[Collection entries]

-- -- --

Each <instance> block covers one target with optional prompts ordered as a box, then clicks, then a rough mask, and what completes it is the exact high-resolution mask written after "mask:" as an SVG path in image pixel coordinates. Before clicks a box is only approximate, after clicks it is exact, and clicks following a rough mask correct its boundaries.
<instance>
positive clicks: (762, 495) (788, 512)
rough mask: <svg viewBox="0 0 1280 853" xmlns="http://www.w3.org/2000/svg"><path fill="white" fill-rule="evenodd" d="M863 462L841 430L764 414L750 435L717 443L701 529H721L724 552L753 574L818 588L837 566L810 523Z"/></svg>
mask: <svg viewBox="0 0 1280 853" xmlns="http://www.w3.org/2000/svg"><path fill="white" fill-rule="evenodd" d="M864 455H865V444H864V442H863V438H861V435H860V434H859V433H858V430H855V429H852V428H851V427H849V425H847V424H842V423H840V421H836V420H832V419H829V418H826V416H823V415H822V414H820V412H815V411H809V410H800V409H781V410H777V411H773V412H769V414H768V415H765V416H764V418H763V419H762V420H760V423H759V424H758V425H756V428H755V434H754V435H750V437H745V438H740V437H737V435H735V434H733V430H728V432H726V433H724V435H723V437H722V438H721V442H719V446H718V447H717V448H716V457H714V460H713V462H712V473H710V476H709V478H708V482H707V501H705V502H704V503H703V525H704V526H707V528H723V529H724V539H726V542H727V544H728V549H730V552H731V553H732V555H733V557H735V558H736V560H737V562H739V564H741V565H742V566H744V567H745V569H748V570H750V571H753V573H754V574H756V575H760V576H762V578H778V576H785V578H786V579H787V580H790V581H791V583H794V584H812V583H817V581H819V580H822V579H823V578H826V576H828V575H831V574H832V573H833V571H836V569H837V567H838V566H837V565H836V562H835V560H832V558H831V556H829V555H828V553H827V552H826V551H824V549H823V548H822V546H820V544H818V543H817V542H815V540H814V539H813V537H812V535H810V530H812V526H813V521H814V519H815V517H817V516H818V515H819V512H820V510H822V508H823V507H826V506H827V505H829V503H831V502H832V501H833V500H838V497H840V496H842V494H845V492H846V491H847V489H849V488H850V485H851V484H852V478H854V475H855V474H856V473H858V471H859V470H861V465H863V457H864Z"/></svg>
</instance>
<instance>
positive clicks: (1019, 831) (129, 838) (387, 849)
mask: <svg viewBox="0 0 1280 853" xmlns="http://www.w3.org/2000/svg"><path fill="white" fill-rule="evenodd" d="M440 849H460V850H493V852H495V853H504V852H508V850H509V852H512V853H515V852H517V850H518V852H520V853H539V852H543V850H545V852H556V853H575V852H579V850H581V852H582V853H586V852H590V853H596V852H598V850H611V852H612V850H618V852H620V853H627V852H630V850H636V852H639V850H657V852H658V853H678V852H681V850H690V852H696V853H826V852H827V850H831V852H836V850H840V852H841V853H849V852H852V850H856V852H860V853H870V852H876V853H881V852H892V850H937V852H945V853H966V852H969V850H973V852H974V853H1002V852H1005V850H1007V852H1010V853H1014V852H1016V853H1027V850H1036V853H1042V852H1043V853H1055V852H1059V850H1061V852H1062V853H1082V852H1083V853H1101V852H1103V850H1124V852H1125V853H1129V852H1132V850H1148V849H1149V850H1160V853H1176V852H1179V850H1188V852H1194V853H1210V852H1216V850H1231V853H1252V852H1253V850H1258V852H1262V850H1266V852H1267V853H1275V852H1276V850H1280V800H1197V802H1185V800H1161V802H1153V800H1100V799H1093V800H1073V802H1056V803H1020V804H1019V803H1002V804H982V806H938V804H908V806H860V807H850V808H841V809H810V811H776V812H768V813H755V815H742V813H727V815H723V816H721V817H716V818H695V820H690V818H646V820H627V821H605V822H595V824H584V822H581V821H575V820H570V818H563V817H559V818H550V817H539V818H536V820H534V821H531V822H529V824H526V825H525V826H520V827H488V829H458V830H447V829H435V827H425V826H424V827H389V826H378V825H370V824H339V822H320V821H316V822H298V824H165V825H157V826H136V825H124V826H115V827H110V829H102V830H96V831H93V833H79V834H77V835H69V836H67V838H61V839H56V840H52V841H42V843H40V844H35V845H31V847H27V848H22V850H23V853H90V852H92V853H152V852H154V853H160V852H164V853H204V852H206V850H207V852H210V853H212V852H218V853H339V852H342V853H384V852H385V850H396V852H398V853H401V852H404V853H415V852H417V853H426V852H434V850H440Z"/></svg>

-- -- --

- Exercise brief -
Lines holding the word "instance" in the entries above are the ones to pull out. Copy them all.

- Task answer -
Each <instance> block covers one target with optional prompts ordered as a box, then clicks, then a rough mask, and what completes it is the exact high-resolution mask written after "mask:" as an SVG path in image pixel coordinates. Before clicks a box is only approximate, after clicks it is exact, and clicks following a rough mask correct its boundaries.
<instance>
</instance>
<instance>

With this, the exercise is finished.